→ **PROBLEM TO WORK ON**: Pick out the lines below that contain the string "control" and copy them all.

→ **SUPPLIED ENTRIES**:

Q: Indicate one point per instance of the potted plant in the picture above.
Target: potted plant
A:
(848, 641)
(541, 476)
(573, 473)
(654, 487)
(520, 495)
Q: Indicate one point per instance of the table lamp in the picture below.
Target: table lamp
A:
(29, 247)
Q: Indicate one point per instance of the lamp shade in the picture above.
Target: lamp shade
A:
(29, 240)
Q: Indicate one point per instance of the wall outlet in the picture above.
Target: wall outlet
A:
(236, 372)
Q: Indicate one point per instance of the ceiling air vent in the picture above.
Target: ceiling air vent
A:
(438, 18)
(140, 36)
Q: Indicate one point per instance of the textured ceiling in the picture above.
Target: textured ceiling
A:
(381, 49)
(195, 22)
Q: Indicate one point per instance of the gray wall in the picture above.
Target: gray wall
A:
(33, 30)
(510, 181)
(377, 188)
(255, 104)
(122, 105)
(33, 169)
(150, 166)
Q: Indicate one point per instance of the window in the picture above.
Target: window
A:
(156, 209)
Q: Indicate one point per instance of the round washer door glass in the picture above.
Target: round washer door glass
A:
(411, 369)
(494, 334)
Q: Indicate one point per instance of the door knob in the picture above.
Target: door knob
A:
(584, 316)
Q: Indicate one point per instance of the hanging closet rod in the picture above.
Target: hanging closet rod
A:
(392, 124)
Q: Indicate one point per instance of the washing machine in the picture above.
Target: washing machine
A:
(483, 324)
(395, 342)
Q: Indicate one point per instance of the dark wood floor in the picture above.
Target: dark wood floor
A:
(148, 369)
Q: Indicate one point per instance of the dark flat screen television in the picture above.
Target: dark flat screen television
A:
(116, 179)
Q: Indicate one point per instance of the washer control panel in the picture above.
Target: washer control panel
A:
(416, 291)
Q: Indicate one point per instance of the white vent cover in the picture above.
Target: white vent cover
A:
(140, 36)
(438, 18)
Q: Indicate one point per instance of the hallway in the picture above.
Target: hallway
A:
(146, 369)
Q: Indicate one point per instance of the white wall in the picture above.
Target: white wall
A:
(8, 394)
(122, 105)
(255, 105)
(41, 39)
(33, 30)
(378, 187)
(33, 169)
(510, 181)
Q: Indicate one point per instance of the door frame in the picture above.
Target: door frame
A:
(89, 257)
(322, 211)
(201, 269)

→ **FINAL ANSWER**:
Q: Indicate one point per instance of the washer control panel in the picture above.
Target: washer control panel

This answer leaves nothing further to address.